▸ **EXERCISE DIRECTIONS**
Locate every row below that contains the word "green", and copy each of those rows in full. Only matches with the same capitalization count.
----
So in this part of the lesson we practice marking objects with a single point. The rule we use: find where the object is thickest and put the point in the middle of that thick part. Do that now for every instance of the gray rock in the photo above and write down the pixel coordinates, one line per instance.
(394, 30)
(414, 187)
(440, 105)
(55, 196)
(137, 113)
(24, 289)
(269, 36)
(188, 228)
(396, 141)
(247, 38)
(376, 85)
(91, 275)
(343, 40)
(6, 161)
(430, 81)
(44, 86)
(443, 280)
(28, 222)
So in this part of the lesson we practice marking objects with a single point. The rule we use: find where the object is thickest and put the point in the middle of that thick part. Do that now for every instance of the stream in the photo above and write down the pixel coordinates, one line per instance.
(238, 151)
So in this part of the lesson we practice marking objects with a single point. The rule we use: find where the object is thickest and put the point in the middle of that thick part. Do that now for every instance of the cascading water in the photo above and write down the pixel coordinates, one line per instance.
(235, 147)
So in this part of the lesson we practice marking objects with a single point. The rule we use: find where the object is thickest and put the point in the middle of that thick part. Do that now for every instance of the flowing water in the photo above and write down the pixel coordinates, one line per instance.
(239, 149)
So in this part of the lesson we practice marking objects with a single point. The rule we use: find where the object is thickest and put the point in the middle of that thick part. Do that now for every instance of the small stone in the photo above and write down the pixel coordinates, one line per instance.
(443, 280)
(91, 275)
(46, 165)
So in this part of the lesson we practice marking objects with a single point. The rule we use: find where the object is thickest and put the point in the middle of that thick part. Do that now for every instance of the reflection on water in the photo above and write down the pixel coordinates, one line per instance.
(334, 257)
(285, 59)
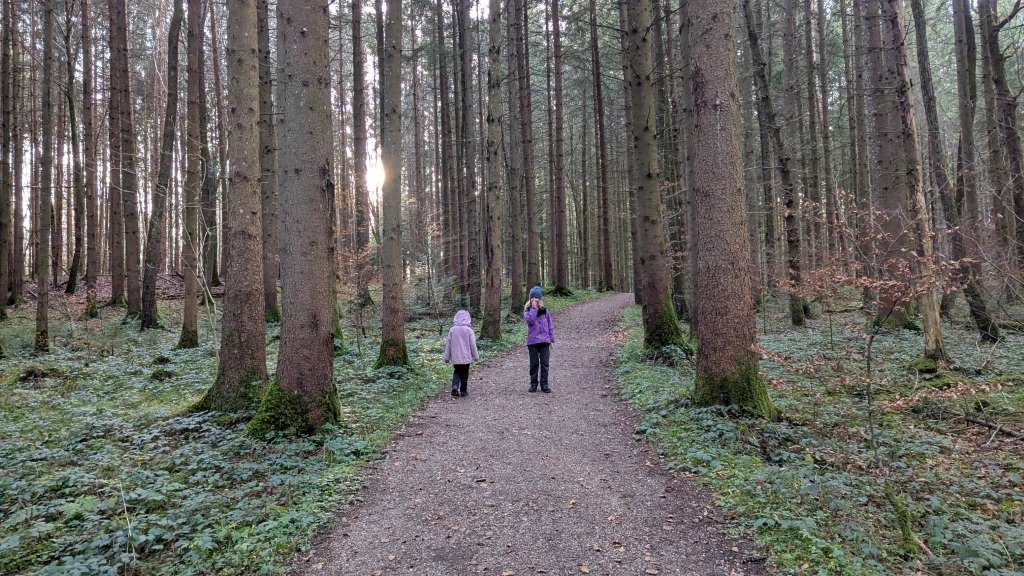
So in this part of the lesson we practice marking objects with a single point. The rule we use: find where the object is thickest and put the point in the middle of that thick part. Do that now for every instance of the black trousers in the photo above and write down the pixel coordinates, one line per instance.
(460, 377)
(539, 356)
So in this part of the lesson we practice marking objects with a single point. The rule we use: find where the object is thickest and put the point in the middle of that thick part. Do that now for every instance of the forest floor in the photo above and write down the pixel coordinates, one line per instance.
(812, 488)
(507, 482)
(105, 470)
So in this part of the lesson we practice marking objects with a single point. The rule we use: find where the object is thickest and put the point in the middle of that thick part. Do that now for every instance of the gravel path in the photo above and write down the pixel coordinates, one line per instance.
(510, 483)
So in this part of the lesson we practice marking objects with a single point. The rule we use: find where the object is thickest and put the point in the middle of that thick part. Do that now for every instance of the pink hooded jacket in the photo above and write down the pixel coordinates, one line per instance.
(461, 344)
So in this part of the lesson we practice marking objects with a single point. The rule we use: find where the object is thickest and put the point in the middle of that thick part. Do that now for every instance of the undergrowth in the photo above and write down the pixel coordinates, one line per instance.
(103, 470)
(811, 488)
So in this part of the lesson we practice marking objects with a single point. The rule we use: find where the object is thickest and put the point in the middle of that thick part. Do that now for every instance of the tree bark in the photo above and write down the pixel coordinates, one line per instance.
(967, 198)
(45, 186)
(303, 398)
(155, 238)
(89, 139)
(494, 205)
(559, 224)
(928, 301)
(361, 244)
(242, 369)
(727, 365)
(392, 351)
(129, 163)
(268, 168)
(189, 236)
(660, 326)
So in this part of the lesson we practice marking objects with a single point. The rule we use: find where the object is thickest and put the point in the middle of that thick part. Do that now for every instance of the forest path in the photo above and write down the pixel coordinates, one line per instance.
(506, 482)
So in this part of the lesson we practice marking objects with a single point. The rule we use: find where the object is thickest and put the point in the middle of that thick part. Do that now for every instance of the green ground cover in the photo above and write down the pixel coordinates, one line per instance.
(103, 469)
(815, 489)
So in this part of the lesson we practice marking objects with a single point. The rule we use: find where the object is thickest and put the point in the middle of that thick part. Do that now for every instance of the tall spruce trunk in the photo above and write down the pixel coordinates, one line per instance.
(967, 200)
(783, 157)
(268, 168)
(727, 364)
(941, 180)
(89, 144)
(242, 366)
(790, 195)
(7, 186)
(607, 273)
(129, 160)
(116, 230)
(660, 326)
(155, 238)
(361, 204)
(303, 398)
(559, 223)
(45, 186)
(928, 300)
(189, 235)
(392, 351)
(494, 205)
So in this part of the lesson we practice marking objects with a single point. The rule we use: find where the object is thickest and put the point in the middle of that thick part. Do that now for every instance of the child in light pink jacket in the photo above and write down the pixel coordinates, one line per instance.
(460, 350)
----
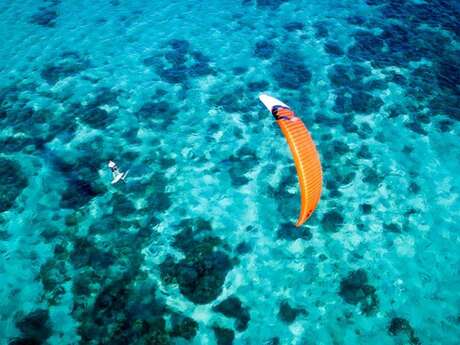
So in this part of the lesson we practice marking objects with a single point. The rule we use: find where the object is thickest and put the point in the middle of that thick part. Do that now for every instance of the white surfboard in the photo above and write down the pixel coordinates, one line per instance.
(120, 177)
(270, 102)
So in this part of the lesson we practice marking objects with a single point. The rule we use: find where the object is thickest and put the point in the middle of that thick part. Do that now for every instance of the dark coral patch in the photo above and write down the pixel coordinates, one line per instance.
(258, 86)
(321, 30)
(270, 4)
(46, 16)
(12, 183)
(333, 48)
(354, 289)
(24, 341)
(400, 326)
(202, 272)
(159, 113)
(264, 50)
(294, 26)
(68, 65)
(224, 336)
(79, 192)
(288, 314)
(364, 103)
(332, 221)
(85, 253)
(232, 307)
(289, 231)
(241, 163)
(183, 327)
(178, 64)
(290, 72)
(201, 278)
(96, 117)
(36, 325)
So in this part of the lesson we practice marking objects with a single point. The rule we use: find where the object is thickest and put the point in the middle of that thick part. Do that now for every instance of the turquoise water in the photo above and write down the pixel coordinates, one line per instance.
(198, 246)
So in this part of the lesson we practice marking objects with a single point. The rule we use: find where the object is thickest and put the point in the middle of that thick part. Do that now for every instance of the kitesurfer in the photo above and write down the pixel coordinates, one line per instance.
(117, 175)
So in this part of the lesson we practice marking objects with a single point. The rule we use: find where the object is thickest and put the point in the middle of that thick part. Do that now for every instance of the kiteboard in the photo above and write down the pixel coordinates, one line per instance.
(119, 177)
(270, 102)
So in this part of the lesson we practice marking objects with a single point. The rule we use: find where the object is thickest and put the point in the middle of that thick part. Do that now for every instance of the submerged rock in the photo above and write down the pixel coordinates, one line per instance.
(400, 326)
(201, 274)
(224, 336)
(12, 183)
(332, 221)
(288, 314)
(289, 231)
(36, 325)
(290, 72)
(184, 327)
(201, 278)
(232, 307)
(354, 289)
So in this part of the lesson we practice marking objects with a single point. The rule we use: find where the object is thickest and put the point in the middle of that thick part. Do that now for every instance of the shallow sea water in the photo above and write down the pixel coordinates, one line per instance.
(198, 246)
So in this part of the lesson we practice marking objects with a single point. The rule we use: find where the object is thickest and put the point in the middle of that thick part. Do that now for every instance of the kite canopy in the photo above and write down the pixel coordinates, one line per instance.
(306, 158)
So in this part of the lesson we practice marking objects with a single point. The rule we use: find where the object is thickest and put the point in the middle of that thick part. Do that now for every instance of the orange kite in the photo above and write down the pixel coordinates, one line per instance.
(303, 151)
----
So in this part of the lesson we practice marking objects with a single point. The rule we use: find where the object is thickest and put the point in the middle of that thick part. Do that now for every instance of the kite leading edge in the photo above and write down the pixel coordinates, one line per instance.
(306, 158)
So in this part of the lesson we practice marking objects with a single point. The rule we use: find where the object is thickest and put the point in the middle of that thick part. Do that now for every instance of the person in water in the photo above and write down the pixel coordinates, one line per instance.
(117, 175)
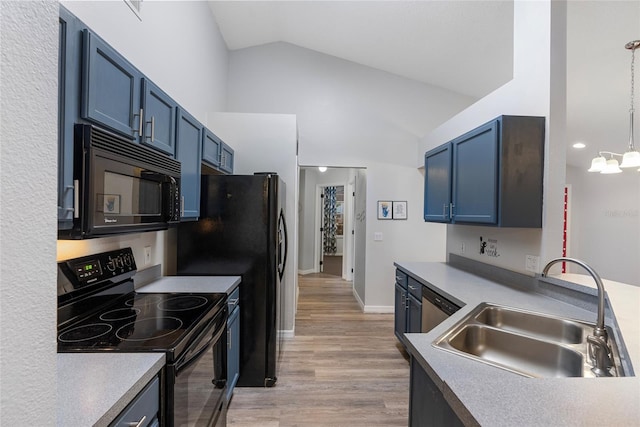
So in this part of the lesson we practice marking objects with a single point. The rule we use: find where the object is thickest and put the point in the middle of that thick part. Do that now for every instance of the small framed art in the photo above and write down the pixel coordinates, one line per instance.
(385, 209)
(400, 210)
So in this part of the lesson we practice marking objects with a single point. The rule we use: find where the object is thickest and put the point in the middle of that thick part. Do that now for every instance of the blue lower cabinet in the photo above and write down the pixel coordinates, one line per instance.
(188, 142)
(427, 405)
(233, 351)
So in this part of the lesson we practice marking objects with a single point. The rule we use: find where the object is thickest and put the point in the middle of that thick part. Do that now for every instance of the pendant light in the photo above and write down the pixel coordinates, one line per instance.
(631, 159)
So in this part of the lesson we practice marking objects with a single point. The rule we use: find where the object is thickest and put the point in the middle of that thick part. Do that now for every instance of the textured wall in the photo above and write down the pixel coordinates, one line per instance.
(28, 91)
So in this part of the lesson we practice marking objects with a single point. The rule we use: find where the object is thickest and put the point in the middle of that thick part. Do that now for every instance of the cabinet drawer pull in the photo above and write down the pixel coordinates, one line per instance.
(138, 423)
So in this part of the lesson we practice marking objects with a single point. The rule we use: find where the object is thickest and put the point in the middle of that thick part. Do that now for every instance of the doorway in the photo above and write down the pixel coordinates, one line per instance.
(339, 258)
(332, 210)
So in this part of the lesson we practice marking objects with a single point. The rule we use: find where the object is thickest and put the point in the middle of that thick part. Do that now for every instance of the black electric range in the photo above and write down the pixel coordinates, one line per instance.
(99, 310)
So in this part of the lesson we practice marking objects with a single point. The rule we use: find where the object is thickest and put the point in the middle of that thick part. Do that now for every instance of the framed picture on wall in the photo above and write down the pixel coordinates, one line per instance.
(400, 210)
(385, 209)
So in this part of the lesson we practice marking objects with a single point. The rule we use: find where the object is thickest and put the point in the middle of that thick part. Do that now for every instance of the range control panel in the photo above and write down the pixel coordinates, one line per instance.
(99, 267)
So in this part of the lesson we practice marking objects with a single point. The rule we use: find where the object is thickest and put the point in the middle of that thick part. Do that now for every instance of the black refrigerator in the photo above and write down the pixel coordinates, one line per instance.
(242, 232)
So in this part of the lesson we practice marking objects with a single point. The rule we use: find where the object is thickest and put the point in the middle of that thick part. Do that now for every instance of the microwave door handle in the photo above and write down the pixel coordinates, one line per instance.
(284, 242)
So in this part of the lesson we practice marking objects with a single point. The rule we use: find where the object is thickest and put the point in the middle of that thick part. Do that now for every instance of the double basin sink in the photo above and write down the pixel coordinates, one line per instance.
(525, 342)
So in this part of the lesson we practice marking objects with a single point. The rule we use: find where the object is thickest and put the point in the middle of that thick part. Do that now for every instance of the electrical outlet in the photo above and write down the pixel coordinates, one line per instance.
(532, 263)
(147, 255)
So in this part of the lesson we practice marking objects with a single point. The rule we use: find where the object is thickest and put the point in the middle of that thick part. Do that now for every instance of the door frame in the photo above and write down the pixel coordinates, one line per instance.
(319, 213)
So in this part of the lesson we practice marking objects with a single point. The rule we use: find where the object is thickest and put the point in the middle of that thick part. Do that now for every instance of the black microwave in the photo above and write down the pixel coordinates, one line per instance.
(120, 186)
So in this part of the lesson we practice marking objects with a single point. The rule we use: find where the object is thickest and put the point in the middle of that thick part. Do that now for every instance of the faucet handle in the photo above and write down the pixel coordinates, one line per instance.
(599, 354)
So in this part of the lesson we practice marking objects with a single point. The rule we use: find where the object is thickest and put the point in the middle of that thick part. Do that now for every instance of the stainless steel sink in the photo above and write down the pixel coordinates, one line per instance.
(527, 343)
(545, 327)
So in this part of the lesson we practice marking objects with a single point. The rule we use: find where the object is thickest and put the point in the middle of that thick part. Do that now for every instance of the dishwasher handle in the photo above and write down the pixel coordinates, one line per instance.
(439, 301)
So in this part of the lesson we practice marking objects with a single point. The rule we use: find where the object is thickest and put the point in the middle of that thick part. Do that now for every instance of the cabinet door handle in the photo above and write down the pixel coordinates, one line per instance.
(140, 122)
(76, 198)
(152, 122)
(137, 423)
----
▸ **OUTPUT FOR THIS TASK**
So in this part of the lesson we practice marking objects with a single point. The rule we use: find where the object is thickest and put the point in the middle of that thick part. Do that now for every instance of the green ground cover in the photo above and write down the pixel coordinates, one line per instance.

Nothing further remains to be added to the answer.